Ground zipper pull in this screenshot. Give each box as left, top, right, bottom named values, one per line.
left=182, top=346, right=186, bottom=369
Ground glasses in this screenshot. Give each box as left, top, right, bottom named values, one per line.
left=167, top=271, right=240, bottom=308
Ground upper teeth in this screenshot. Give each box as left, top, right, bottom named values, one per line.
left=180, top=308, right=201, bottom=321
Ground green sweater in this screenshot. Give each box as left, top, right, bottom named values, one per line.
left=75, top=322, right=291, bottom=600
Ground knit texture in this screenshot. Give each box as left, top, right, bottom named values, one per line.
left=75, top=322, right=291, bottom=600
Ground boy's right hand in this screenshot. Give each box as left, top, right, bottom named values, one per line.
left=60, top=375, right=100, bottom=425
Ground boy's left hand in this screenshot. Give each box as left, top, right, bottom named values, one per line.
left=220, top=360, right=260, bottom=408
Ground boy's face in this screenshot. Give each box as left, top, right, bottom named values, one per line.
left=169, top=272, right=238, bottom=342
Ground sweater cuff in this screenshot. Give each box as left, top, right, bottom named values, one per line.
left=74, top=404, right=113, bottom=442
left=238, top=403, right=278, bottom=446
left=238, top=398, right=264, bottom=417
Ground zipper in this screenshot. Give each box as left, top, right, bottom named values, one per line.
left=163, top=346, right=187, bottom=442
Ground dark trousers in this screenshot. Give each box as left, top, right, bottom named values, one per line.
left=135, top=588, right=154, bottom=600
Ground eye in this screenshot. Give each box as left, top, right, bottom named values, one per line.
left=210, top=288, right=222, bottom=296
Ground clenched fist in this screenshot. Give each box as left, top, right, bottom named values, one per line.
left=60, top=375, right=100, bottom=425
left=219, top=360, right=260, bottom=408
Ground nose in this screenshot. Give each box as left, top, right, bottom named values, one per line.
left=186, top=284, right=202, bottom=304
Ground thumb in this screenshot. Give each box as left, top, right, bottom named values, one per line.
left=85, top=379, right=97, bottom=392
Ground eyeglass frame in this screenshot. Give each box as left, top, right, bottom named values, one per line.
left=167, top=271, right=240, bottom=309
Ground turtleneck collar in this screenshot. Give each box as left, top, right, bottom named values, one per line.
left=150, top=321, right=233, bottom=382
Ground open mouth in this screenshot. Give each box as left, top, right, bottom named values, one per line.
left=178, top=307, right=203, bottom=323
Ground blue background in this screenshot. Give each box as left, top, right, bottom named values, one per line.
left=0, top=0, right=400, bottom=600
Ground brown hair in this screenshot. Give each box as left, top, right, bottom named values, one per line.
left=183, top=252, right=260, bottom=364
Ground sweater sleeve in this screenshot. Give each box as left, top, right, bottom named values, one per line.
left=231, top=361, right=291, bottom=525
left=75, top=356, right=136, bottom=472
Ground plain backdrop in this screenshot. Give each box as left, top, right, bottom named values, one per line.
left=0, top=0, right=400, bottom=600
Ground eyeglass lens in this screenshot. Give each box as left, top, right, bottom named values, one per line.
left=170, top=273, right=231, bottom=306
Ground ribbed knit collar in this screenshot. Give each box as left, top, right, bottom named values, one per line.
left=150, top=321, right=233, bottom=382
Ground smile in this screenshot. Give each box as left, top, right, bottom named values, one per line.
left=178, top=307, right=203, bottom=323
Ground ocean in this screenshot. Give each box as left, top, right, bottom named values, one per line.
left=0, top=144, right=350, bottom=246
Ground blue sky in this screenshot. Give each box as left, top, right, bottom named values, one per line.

### Short exercise:
Can you reproduce, word for word, the material starting at the line that contains "Ground dark trousers" and ending at the line that contains "left=135, top=588, right=154, bottom=600", including both of those lines?

### Response:
Ground dark trousers in this screenshot. Give each box as left, top, right, bottom named values, one per line.
left=135, top=588, right=154, bottom=600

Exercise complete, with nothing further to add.